| Given passage |
-------------------------
The absence of any major triggers and a sell-off by institutional investors resulted in the key indices falling on Wednesday. Profit-taking, along with a steep rise in the weekly food inflation numbers, kept the indices range-bound and they closed lower for a third day on Thursday.

Today, the indices slid below their crucial levels in late morning trade. Analysts attributed the trend to concerns over the sharp rise in food inflation. There was no respite and the market continued its southward journey and ended the session with a deep cut.

Overall, the market tumbled 4% during the week, with the Sensex losing 817.28 points and the Nifty declining by 229.90 points.

Tata Motors (up 2%) and Reliance Industries (up 1%) were the only gainers on the Sensex during the week. Bajaj Auto (down 15%), Tata Motors (down 9%) and ICICI Bank (down 8%) were the major decliners.

All sectoral indices ended in the red with the BSE Auto, BSE Realty (down 7% each) and BSE Bankex (down 6%) ending as the top losers.
-------------------------
| Dataset extract |

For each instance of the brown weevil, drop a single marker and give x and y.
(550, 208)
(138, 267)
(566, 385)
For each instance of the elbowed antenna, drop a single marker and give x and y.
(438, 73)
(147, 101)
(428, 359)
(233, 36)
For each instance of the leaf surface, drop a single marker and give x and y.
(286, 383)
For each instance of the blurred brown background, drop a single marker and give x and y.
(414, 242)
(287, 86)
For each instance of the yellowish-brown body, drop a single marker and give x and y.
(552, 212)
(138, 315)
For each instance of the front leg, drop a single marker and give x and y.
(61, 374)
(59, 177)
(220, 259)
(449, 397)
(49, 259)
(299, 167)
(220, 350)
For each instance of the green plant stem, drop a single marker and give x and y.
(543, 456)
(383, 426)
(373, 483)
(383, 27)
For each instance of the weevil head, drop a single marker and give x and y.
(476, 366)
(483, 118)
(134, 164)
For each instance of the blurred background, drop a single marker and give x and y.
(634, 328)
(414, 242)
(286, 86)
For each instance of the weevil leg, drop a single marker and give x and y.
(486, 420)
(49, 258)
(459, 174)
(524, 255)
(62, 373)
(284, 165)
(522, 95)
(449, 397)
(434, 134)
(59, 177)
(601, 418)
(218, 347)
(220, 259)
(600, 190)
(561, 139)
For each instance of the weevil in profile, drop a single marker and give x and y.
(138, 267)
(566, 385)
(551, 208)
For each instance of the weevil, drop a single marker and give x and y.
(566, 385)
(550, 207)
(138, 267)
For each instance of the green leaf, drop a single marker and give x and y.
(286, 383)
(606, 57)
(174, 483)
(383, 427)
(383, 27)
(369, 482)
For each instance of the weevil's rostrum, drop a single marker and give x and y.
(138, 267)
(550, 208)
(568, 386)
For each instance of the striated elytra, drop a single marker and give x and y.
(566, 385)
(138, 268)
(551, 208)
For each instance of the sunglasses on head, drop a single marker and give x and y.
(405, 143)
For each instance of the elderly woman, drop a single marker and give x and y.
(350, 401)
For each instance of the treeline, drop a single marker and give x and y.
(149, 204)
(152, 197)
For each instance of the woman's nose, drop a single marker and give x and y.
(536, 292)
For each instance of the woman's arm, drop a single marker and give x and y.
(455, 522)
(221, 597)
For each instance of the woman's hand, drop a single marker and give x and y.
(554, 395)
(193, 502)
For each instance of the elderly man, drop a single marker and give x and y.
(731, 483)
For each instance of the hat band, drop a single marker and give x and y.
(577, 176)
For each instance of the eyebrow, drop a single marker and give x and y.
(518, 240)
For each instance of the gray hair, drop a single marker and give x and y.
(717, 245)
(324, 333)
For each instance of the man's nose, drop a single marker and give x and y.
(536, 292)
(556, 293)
-------------------------
| Problem set |
(a) From the market report, translate this sentence into Spanish: "Overall, the market tumbled 4% during the week, with the Sensex losing 817.28 points and the Nifty declining by 229.90 points."
(b) State whether each statement agrees with the market report, answering yes or no and quoting the deciding words: (i) The indices closed lower for a third day on Thursday. (ii) Some sectoral indices ended the week in positive territory. (iii) The BSE Bankex fell 7% during the week.

| Results in order |
(a) En conjunto, el mercado se desplomó un 4 % durante la semana: el Sensex perdió 817,28 puntos y el Nifty descendió 229,90 puntos.

(b)
(i) Yes: "they closed lower for a third day on Thursday."
(ii) No: "All sectoral indices ended in the red."
(iii) No: "BSE Bankex (down 6%)."